**Stated task:** Rewrite every line of the data, starting at the line containing "Practice step: locate the red scarf" and ending at the last line, with both ends included. Shift each x and y coordinate in the answers up by 116.

[Stored entries]
--- Begin ---

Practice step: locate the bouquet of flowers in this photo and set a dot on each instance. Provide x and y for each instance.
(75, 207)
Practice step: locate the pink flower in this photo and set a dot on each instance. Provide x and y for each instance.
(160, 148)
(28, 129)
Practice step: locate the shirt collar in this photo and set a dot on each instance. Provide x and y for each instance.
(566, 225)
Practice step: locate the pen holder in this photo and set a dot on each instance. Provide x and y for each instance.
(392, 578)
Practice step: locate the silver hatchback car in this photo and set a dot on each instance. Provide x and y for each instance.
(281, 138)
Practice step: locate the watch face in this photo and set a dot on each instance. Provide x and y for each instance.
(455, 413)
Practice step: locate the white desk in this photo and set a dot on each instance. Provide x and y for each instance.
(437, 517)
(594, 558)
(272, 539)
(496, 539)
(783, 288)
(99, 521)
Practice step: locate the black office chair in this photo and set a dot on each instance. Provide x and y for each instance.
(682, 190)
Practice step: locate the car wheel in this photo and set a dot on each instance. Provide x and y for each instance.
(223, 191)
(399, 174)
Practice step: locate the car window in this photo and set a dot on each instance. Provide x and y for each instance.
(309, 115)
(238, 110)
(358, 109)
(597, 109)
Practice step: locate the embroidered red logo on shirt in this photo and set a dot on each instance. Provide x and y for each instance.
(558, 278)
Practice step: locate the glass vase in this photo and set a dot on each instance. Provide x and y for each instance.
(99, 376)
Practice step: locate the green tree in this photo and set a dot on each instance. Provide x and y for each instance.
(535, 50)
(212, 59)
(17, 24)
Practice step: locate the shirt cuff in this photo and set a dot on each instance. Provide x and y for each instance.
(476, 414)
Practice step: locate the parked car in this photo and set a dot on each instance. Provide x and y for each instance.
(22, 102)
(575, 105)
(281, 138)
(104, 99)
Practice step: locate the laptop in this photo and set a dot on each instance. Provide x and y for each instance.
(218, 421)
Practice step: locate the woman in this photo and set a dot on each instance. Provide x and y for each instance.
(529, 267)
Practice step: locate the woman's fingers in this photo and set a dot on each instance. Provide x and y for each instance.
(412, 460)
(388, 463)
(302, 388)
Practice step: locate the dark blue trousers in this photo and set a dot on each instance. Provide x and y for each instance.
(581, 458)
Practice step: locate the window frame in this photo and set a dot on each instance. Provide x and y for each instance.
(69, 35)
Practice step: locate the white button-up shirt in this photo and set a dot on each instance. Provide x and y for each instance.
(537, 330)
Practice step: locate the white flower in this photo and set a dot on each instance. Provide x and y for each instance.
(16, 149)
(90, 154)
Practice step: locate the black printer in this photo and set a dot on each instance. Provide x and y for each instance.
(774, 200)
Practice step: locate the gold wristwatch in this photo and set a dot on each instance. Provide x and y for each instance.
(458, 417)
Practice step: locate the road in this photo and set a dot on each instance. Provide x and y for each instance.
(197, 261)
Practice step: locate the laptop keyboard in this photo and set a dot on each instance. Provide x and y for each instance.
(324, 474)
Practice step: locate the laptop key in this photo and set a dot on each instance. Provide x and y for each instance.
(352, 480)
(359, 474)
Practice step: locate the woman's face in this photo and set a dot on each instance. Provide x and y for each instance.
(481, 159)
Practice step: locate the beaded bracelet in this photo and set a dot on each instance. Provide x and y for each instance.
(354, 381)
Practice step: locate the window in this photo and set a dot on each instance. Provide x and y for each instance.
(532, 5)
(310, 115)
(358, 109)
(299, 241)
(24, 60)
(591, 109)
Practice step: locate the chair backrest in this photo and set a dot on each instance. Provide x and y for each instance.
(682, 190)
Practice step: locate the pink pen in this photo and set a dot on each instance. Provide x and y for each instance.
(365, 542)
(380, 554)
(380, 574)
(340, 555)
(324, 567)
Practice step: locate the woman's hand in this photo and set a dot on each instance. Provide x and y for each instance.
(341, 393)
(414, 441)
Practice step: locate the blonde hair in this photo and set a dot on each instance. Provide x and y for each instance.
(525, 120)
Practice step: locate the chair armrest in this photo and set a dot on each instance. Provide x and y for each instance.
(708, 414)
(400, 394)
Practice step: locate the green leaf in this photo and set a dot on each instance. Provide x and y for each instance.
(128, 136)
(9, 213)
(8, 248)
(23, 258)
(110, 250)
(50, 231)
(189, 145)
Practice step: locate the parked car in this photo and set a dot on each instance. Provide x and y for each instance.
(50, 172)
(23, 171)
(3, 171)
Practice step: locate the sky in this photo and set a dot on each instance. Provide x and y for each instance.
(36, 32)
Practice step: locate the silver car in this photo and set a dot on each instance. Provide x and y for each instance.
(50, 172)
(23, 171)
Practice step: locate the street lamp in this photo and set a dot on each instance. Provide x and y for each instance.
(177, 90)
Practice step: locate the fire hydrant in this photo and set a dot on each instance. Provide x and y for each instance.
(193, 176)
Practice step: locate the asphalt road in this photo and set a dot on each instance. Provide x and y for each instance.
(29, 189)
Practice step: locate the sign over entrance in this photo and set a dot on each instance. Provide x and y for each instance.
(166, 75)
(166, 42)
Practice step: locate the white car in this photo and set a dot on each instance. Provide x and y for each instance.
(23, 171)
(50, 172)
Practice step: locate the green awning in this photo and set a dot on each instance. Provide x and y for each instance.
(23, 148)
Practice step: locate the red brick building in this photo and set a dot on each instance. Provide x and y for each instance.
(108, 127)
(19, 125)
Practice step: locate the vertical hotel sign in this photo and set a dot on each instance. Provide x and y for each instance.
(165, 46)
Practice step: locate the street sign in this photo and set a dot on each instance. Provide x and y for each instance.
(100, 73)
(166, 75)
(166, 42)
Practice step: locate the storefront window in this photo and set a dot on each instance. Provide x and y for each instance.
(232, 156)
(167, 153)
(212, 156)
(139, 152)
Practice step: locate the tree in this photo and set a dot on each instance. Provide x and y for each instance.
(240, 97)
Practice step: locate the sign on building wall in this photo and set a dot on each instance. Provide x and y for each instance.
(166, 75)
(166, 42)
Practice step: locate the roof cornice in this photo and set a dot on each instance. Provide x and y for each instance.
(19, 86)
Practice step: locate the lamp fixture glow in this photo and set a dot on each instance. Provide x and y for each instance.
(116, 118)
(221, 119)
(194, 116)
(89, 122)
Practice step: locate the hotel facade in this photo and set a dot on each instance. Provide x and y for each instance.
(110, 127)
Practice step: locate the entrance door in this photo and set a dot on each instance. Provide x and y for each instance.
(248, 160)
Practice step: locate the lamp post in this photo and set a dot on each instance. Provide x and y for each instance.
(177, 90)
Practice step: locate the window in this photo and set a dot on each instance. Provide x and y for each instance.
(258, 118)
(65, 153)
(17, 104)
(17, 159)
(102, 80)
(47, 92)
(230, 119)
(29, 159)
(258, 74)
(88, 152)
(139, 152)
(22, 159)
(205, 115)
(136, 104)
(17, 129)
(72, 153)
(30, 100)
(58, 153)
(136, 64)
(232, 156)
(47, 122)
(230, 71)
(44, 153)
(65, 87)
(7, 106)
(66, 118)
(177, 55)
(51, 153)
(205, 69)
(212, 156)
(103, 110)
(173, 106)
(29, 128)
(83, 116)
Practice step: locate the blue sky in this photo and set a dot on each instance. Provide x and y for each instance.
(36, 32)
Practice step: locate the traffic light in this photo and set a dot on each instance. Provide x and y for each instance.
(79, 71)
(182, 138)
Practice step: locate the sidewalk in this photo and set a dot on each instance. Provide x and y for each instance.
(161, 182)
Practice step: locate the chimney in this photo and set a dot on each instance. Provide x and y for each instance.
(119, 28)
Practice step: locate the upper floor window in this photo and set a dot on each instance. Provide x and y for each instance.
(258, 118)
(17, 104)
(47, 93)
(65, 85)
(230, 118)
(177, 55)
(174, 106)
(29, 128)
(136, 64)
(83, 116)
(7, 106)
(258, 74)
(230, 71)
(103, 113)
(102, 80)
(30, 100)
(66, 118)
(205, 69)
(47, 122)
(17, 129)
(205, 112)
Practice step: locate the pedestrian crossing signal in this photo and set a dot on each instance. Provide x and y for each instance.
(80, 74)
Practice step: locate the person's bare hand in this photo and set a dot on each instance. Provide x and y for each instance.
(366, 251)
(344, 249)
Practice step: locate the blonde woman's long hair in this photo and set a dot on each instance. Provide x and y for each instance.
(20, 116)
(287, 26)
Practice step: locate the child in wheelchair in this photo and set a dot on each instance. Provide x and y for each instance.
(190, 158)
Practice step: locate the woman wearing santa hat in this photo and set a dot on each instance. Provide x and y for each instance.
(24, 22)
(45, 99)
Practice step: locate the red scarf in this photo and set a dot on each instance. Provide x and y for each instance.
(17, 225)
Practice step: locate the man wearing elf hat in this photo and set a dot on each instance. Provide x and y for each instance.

--- End ---

**Written response:**
Practice step: locate the red scarf in this photo and set a dot on each instance. Provide x and y for each instance.
(133, 341)
Practice step: locate the man wearing elf hat in this photo and set a dot on each instance. Provide x and y for each instance.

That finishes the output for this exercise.